- **Source document**:
┄┄┄┄┄┄
Faces of Revolution: Personalities & Themes

in the Struggle for American Independence

by Bernard Bailyn

Over the past several decades, revisionist historians have belittled our Founding Fathers. These attacks on the Founders is unjustified. The Founding Fathers were the most intelligent group of men to ever assemble together and form an entirely new form of government. 

Excerpts from this superb book.

“The Founding Fathers were mortals, not gods; they could not overcome their own limitations and the complexities of life that kept them from realizing their ideals. But the destruction of privilege and the creation of a political system that demanded of its leaders the responsible and humane use of power were their highest aspirations. To note that the struggle to achieve these goals is still part of our lives - that it is indeed the very essence of the politics of our time - is only to say that the American Revolution, a unique product of the eighteenth century, is still in process.” (page 224)

“All of the Founders hoped to create a free society in America; not all of them could, or would, recognize, as Jefferson did, that this could only end in the destruction of chattel slavery. And those who recognized this and who strove to break the hold of this vicious institution so long before its condemnation became a common moral stance acted with a system of priorities that limited what they could achieve.” (p 223)
┄┄┄┄┄┄
- **Some rows**:
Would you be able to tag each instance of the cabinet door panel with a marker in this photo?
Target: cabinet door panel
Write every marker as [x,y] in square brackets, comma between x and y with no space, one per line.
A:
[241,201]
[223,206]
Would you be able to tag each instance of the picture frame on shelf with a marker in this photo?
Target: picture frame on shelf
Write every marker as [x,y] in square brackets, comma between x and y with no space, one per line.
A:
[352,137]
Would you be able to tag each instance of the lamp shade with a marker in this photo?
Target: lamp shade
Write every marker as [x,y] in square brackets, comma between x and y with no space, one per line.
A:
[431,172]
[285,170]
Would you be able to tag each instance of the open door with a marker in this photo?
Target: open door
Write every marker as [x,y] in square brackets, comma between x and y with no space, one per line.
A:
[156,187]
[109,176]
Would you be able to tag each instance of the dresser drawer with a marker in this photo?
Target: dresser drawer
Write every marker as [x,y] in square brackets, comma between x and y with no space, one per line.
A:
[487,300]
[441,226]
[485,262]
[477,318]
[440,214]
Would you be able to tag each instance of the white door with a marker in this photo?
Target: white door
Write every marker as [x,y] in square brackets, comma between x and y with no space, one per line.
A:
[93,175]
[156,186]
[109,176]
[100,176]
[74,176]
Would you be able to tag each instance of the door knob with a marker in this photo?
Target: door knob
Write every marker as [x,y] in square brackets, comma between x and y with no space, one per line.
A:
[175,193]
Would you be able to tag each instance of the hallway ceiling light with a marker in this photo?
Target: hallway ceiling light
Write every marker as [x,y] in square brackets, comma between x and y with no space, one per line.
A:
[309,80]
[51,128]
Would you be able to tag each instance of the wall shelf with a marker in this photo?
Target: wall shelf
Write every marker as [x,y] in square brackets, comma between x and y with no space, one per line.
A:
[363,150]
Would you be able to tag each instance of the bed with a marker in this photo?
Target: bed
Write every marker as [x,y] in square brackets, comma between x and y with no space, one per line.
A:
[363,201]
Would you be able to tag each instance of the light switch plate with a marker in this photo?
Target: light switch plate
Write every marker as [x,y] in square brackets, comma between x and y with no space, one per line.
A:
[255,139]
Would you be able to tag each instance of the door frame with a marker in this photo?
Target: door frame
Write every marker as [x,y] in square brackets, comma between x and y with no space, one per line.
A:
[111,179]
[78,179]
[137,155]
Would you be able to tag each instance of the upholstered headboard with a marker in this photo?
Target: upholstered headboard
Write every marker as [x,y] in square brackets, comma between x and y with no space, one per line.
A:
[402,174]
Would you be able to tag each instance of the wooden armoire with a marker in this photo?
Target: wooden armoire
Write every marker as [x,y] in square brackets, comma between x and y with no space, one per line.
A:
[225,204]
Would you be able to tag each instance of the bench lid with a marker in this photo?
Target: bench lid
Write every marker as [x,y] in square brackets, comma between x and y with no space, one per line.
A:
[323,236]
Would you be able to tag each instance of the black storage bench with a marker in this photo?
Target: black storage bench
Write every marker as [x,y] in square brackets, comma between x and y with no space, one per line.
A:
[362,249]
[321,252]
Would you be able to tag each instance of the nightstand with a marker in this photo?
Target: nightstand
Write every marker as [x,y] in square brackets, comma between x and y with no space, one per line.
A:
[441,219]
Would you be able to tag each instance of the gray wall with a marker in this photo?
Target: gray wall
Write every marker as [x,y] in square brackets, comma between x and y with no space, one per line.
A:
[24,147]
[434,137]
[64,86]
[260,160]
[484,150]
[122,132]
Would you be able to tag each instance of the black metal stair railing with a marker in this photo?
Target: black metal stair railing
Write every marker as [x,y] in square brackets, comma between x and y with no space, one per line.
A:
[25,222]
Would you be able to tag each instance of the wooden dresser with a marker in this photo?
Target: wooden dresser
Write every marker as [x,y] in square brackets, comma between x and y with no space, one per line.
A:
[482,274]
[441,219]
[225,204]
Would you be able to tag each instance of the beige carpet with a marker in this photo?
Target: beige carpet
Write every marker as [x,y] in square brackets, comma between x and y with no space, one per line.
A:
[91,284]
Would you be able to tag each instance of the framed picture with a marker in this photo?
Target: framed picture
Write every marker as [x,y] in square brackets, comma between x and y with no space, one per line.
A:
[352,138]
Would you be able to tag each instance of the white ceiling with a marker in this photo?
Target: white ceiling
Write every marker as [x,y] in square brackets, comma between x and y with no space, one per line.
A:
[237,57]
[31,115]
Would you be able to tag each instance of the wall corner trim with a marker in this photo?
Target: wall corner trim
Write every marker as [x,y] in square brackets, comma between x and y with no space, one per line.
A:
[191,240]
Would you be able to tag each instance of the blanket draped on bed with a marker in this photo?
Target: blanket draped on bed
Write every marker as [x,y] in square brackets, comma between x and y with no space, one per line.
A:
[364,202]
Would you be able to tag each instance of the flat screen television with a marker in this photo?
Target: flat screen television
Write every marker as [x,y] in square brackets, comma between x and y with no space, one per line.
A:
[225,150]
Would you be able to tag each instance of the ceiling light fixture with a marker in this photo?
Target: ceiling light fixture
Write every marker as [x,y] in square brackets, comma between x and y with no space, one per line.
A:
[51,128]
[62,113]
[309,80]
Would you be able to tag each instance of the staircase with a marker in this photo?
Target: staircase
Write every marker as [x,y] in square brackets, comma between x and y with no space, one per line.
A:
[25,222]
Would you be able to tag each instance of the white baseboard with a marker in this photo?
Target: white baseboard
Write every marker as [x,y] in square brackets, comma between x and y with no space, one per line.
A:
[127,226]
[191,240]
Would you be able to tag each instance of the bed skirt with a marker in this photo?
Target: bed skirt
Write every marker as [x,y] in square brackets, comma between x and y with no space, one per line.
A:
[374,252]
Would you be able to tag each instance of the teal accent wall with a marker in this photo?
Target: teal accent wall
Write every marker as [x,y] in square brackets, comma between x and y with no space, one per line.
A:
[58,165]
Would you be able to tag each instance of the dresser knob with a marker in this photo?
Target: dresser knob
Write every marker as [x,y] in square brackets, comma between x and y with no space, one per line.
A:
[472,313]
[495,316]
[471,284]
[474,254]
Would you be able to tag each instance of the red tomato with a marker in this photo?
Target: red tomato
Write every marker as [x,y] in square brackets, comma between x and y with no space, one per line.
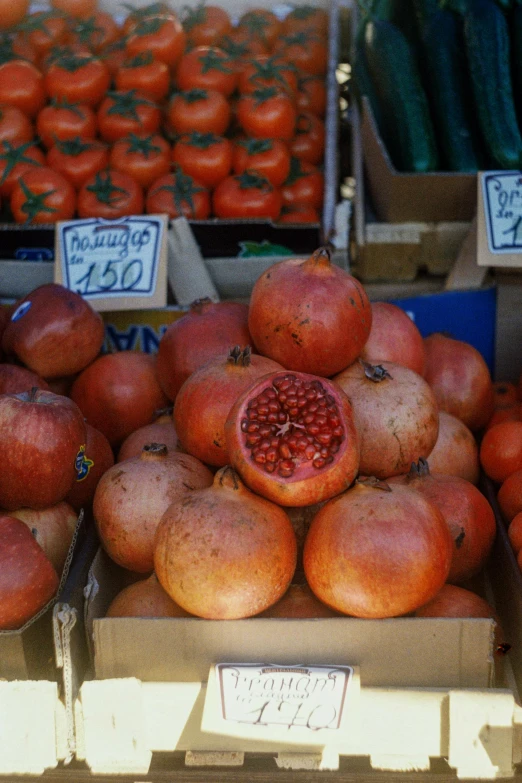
┄┄┄┄┄┄
- **Problems and tasks**:
1. Retype the portion of the Faces of Revolution text starting with "in the Struggle" and going on through "form of government.".
2. In the Faces of Revolution text, which Founder recognized that creating a free society in America could only end in the destruction of chattel slavery?

- **Answer set**:
1.
in the Struggle for American Independence

by Bernard Bailyn

Over the past several decades, revisionist historians have belittled our Founding Fathers. These attacks on the Founders is unjustified. The Founding Fathers were the most intelligent group of men to ever assemble together and form an entirely new form of government.

2. Jefferson